* _Exercise prompt_
From the rows below, extract every line that contains the string "item".

------------

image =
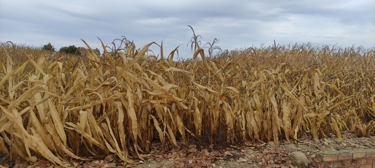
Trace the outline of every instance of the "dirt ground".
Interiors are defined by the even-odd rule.
[[[289,154],[298,151],[305,153],[309,162],[309,167],[312,168],[312,159],[320,151],[375,148],[375,136],[358,138],[344,132],[343,137],[338,139],[331,135],[330,137],[313,140],[310,135],[304,134],[302,143],[290,143],[285,141],[279,146],[274,145],[271,141],[258,146],[232,145],[228,148],[211,145],[204,148],[195,145],[182,145],[179,149],[168,151],[161,149],[161,146],[155,143],[150,153],[142,155],[144,160],[135,159],[135,164],[121,162],[113,155],[90,161],[71,160],[70,162],[73,167],[77,168],[293,168],[291,165]],[[44,160],[38,160],[32,164],[20,160],[9,165],[6,161],[6,156],[0,157],[0,168],[60,167]]]

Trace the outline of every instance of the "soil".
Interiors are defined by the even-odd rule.
[[[301,143],[284,141],[276,146],[270,141],[258,146],[231,145],[228,148],[185,146],[180,142],[181,147],[169,150],[164,150],[161,144],[155,143],[150,153],[142,155],[144,160],[134,159],[136,164],[121,162],[113,155],[90,161],[70,161],[77,168],[293,168],[289,154],[298,151],[306,155],[309,167],[312,168],[312,160],[319,151],[375,149],[375,136],[359,138],[348,132],[344,132],[343,136],[343,138],[339,139],[331,135],[329,137],[314,140],[311,135],[304,134]],[[60,167],[45,160],[38,160],[32,164],[20,160],[9,165],[6,156],[0,156],[0,168]]]

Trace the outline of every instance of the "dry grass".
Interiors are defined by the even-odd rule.
[[[173,61],[175,51],[145,56],[153,43],[87,58],[0,44],[0,153],[67,167],[111,153],[132,163],[154,138],[174,147],[375,133],[374,48],[275,44],[206,58],[198,46]]]

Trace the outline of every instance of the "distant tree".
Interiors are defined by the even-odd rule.
[[[77,55],[80,55],[81,53],[77,51],[77,47],[73,45],[69,46],[69,47],[62,47],[59,50],[59,52],[63,52],[66,54],[76,54]]]
[[[55,47],[51,44],[50,42],[49,42],[47,44],[43,45],[42,49],[50,51],[54,51]]]

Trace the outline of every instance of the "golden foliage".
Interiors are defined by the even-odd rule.
[[[0,152],[68,167],[67,157],[111,153],[133,163],[154,138],[176,147],[375,133],[374,49],[296,44],[206,58],[198,46],[175,61],[177,48],[146,56],[154,43],[101,56],[89,47],[87,58],[1,44]]]

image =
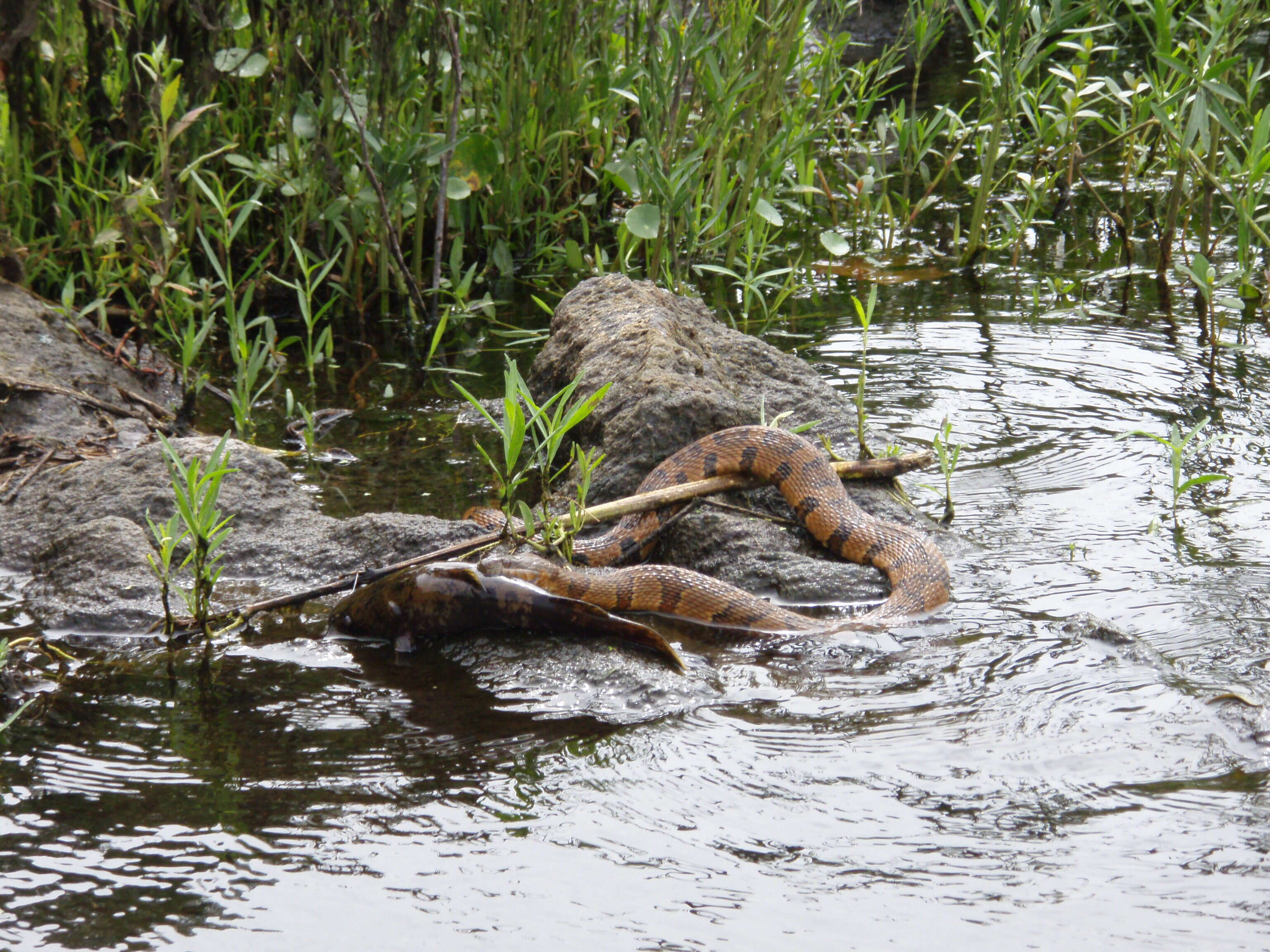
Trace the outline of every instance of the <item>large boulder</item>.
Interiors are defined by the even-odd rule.
[[[95,334],[91,325],[81,326],[84,334]],[[133,353],[130,347],[127,355]],[[152,423],[157,410],[133,397],[169,410],[179,397],[169,362],[150,348],[145,355],[142,372],[133,373],[89,347],[67,317],[38,297],[0,281],[0,433],[23,437],[39,449],[135,446],[147,435],[146,421]],[[79,391],[136,416],[110,414],[61,393],[10,390],[5,378]]]
[[[605,453],[593,501],[630,495],[676,449],[725,426],[756,424],[761,407],[768,419],[790,410],[789,423],[820,420],[817,432],[839,449],[855,446],[853,405],[814,367],[720,322],[700,300],[621,274],[582,282],[556,307],[530,385],[545,397],[574,377],[580,393],[612,383],[577,430],[583,444]],[[937,532],[945,547],[952,541],[886,485],[852,484],[850,491],[880,518]],[[730,494],[728,501],[792,517],[772,489]],[[800,527],[709,505],[672,527],[655,559],[791,602],[880,600],[886,592],[880,572],[842,562]]]
[[[536,396],[580,376],[579,392],[612,382],[578,438],[606,453],[593,499],[629,495],[668,453],[726,426],[792,411],[852,438],[855,407],[810,364],[720,322],[698,298],[608,274],[556,306],[551,338],[530,371]]]
[[[206,459],[215,444],[210,437],[173,440],[187,458]],[[229,588],[237,593],[293,592],[480,533],[472,523],[431,515],[335,519],[318,510],[279,461],[237,440],[230,440],[229,449],[236,472],[221,484],[218,506],[234,515],[224,566],[225,580],[237,583]],[[0,565],[34,567],[30,611],[44,625],[97,630],[149,625],[159,613],[157,584],[145,562],[151,551],[146,514],[163,522],[173,510],[157,443],[88,459],[37,477],[14,503],[0,506]],[[246,581],[255,584],[241,584]],[[135,600],[137,589],[147,597]],[[112,607],[103,597],[109,592],[128,592],[130,604]]]

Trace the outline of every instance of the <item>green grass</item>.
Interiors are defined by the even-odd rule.
[[[940,245],[977,279],[1081,206],[1121,263],[1190,288],[1220,259],[1261,306],[1264,3],[921,0],[853,65],[850,6],[220,0],[210,29],[52,0],[0,98],[0,253],[74,311],[123,307],[189,401],[229,352],[246,437],[292,333],[311,368],[378,315],[441,369],[497,326],[498,282],[607,270],[766,322],[814,288],[815,234],[837,256]],[[952,22],[969,94],[925,103]],[[264,300],[286,326],[254,324]]]

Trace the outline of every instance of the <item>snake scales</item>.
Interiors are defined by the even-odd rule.
[[[949,570],[939,547],[922,533],[878,519],[859,505],[820,451],[801,437],[771,426],[720,430],[667,457],[640,484],[640,493],[710,476],[743,473],[776,486],[808,531],[831,552],[872,565],[890,579],[890,597],[861,621],[885,622],[928,612],[949,598]],[[574,561],[613,565],[646,559],[662,526],[683,504],[624,517],[603,536],[574,542]],[[489,526],[502,514],[472,510]],[[639,565],[588,574],[525,556],[494,556],[480,564],[489,575],[530,581],[547,592],[606,609],[659,612],[709,625],[753,631],[805,631],[820,622],[785,611],[726,583],[668,565]]]

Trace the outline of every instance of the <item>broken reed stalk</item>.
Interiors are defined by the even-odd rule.
[[[889,480],[912,470],[925,468],[930,466],[933,459],[935,454],[927,449],[921,453],[906,453],[903,456],[893,456],[883,459],[832,462],[829,465],[834,468],[838,476],[845,480]],[[592,523],[618,519],[624,515],[631,515],[634,513],[646,513],[653,509],[662,509],[663,506],[672,505],[674,503],[685,503],[690,499],[696,499],[697,496],[707,496],[715,493],[725,493],[735,489],[758,489],[759,486],[766,485],[767,484],[763,480],[753,476],[742,476],[739,473],[711,476],[707,480],[685,482],[678,486],[667,486],[665,489],[654,490],[653,493],[638,493],[636,495],[626,496],[625,499],[615,499],[612,503],[593,505],[585,510],[584,522],[589,526]],[[512,523],[511,528],[513,532],[525,531],[525,526],[518,519]],[[230,612],[224,612],[216,618],[226,625],[246,623],[248,619],[260,612],[290,608],[291,605],[311,602],[315,598],[334,595],[339,592],[356,588],[357,585],[382,579],[384,576],[401,571],[403,569],[414,569],[420,565],[427,565],[428,562],[438,562],[442,559],[458,559],[476,551],[478,548],[490,546],[502,538],[502,532],[486,532],[465,542],[456,542],[452,546],[425,552],[424,555],[415,556],[414,559],[406,559],[404,562],[386,565],[382,569],[367,569],[364,571],[354,572],[353,575],[344,575],[323,585],[318,585],[316,588],[296,592],[291,595],[279,595],[278,598],[268,598],[263,602],[253,602]],[[178,618],[177,627],[189,627],[187,625],[188,621],[189,619],[187,618]]]
[[[56,383],[36,383],[34,381],[19,380],[17,377],[10,377],[4,373],[0,373],[0,387],[6,387],[13,391],[25,391],[28,393],[53,393],[56,396],[69,397],[71,400],[75,400],[76,402],[84,404],[85,406],[93,406],[97,407],[98,410],[105,410],[108,414],[113,414],[116,416],[127,416],[128,419],[132,420],[141,420],[141,423],[144,423],[152,430],[159,430],[160,433],[164,434],[171,433],[171,426],[168,426],[166,424],[163,423],[164,419],[171,419],[171,413],[169,410],[154,402],[152,400],[147,400],[146,397],[138,393],[127,391],[118,385],[116,385],[114,388],[118,390],[119,393],[122,393],[127,400],[132,400],[147,409],[161,410],[164,413],[164,416],[157,416],[156,419],[151,419],[146,414],[137,413],[136,410],[130,410],[126,406],[118,406],[117,404],[112,404],[108,400],[100,400],[99,397],[95,397],[91,393],[85,393],[83,390],[71,390],[70,387],[60,387]]]

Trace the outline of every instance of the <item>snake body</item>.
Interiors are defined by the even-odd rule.
[[[742,473],[776,486],[806,529],[834,555],[872,565],[890,579],[890,597],[861,621],[885,622],[928,612],[949,598],[947,562],[922,533],[870,515],[859,505],[823,453],[808,440],[773,426],[733,426],[667,457],[640,484],[640,493],[711,476]],[[624,517],[603,536],[574,542],[584,566],[646,559],[660,528],[683,504]],[[502,517],[498,515],[500,520]],[[484,519],[489,524],[488,519]],[[500,524],[500,523],[499,523]],[[667,565],[643,565],[606,575],[561,566],[513,565],[488,559],[483,571],[513,575],[568,598],[603,608],[679,614],[710,625],[757,631],[822,627],[733,585]],[[542,561],[542,560],[535,560]]]

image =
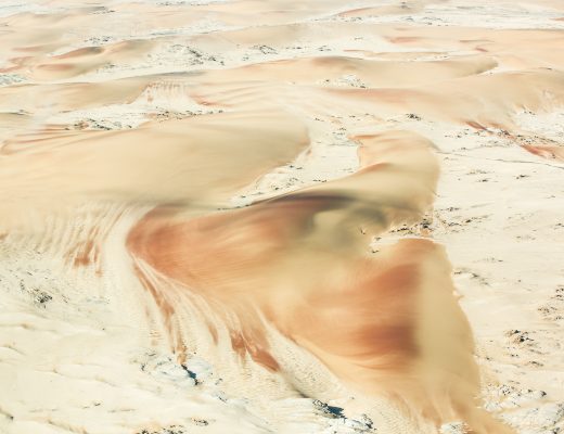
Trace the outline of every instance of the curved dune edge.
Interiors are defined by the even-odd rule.
[[[264,321],[354,390],[405,407],[422,430],[461,419],[472,432],[510,432],[476,407],[472,336],[443,248],[408,239],[367,253],[369,235],[431,206],[438,167],[430,143],[402,131],[357,140],[356,175],[207,217],[155,209],[132,228],[128,248],[180,283],[176,291],[202,297],[230,329],[232,348],[269,370],[294,367],[272,356]],[[149,285],[138,271],[164,321],[181,321],[171,286]],[[190,337],[169,333],[185,357]]]

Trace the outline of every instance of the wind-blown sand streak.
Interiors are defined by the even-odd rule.
[[[423,423],[463,419],[473,432],[499,433],[474,408],[472,337],[441,248],[412,239],[370,255],[362,242],[430,206],[437,178],[430,144],[402,132],[358,139],[357,175],[185,222],[154,212],[133,228],[130,250],[228,323],[234,314],[233,349],[268,369],[280,366],[261,317],[354,388],[405,401]]]
[[[563,11],[0,4],[0,432],[562,430]]]

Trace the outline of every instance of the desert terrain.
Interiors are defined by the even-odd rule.
[[[0,434],[564,430],[564,2],[0,3]]]

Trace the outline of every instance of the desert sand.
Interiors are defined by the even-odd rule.
[[[564,2],[0,4],[0,434],[564,429]]]

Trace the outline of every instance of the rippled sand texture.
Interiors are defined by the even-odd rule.
[[[0,5],[0,433],[557,432],[563,53],[556,0]]]

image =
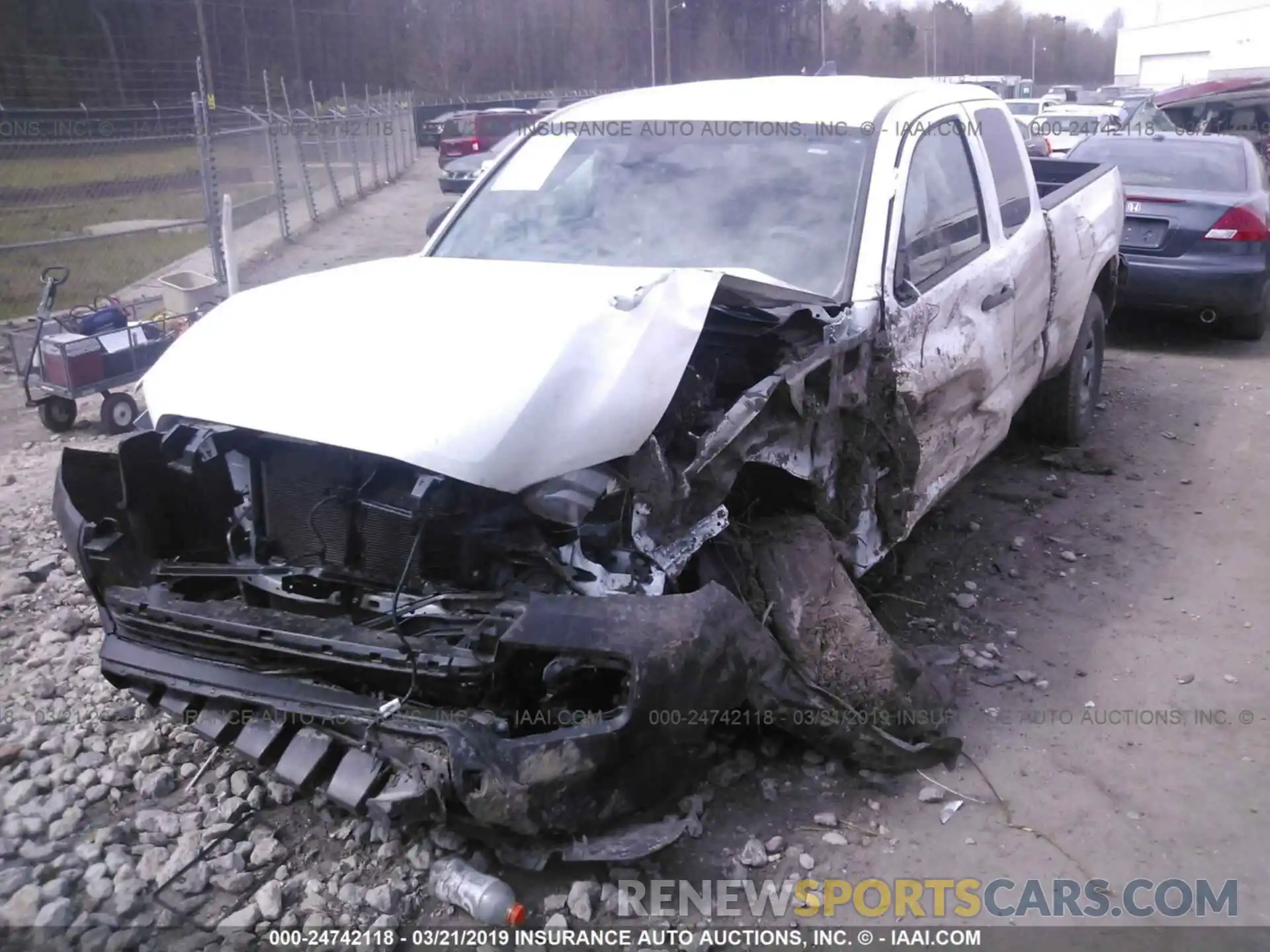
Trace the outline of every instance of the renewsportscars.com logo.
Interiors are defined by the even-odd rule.
[[[1118,918],[1238,915],[1238,881],[1130,880],[622,880],[620,916]]]

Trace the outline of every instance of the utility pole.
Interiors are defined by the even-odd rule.
[[[665,83],[671,84],[671,0],[665,0]]]
[[[198,42],[203,47],[203,81],[207,84],[207,103],[216,107],[216,86],[212,85],[212,53],[207,44],[207,18],[203,17],[203,0],[194,0],[194,14],[198,17]]]
[[[648,0],[648,76],[657,85],[657,0]]]
[[[931,4],[931,75],[940,75],[940,5]]]
[[[671,0],[665,0],[665,81],[671,83],[671,14],[674,10],[686,10],[688,8],[687,0],[678,0],[678,3],[672,4]]]
[[[824,0],[820,0],[820,66],[824,66]]]
[[[304,66],[300,62],[300,20],[296,19],[296,0],[288,0],[291,6],[291,44],[296,55],[296,83],[305,81]]]

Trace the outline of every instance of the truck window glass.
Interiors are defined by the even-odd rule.
[[[744,268],[808,291],[838,292],[852,255],[870,136],[795,123],[594,126],[531,136],[472,195],[432,254]]]
[[[961,123],[945,119],[913,149],[899,223],[895,284],[937,284],[988,245],[983,199]]]
[[[988,154],[992,180],[997,183],[997,202],[1001,204],[1001,227],[1013,235],[1031,215],[1031,187],[1024,160],[1019,154],[1019,137],[999,109],[979,109],[974,114],[979,126],[983,150]]]
[[[1237,142],[1100,136],[1081,142],[1071,159],[1115,165],[1125,185],[1199,185],[1212,192],[1243,192],[1248,187],[1243,146]]]

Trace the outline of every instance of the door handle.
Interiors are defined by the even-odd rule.
[[[996,294],[988,294],[983,298],[983,303],[979,305],[980,310],[994,311],[1006,301],[1015,300],[1015,288],[1012,284],[1002,284],[1001,289]]]

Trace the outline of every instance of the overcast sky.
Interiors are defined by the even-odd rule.
[[[1124,10],[1125,20],[1133,19],[1135,11],[1154,9],[1156,0],[1120,0],[1120,3],[1107,3],[1107,0],[1019,0],[1019,5],[1027,13],[1066,14],[1068,22],[1083,20],[1093,29],[1099,29],[1110,13],[1119,6]],[[994,3],[980,3],[977,6],[996,6]]]

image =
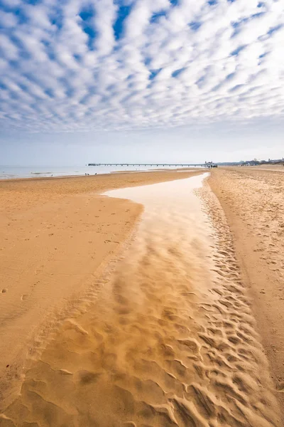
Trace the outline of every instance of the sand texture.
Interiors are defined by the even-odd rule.
[[[0,182],[0,408],[18,392],[26,356],[41,351],[81,294],[99,288],[104,265],[141,211],[99,193],[181,177],[170,172]]]
[[[280,427],[233,235],[209,186],[195,176],[108,195],[143,205],[138,228],[104,285],[31,359],[0,426]]]
[[[213,172],[209,183],[233,232],[238,262],[284,413],[283,169],[282,165],[278,169],[219,169]]]

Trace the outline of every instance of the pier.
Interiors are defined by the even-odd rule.
[[[190,167],[195,166],[203,166],[204,167],[207,167],[208,164],[205,164],[204,163],[89,163],[88,166],[155,166],[155,167],[165,167],[165,166],[174,166],[175,167]]]

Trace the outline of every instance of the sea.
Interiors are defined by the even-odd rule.
[[[175,166],[0,166],[0,179],[94,175],[119,172],[145,172],[155,169],[175,169]],[[180,168],[181,169],[181,168]],[[185,169],[186,167],[185,167]]]

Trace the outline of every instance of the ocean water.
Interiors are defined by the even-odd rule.
[[[95,174],[109,174],[120,171],[137,171],[162,169],[176,169],[175,167],[149,166],[0,166],[0,179],[14,178],[36,178],[48,176],[67,176],[72,175],[94,175]],[[185,167],[185,169],[186,169]]]

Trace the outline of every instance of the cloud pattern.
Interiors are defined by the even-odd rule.
[[[283,117],[283,0],[0,0],[0,125]]]

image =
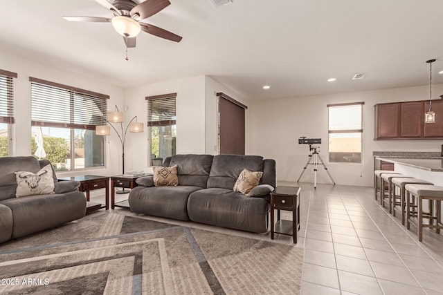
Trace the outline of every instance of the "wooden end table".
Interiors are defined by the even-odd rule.
[[[271,193],[271,239],[274,234],[292,236],[297,243],[297,231],[300,229],[300,191],[298,187],[277,187]],[[275,210],[277,220],[274,222]],[[280,220],[280,210],[291,211],[292,220]]]
[[[137,186],[136,180],[141,177],[150,176],[152,174],[146,173],[141,176],[124,176],[123,175],[111,176],[111,209],[114,207],[129,208],[129,204],[127,200],[116,203],[116,187],[123,189],[134,189]]]
[[[80,183],[78,190],[86,193],[87,213],[98,210],[99,209],[109,209],[109,178],[98,175],[78,175],[57,178],[59,181],[75,180]],[[105,204],[89,201],[89,192],[96,189],[105,189]]]

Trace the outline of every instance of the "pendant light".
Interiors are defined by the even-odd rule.
[[[425,123],[435,123],[435,112],[432,111],[432,63],[435,59],[429,59],[426,63],[429,64],[429,111],[424,113]]]

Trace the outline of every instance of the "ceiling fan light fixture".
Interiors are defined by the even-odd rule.
[[[114,17],[111,22],[118,34],[129,38],[137,36],[141,31],[141,26],[137,21],[128,17]]]

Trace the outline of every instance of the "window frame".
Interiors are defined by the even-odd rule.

------------

* _Task output_
Trace the outline of every instance of the <item>large boulder</item>.
Trace the outline of every instance of the <item>green grass</item>.
Trace the outline of every instance of the <item>snake scales</item>.
Trace the outline of every instance of the <item>broken reed stalk</item>.
Trace the outline of every instance of the <item>snake body</item>.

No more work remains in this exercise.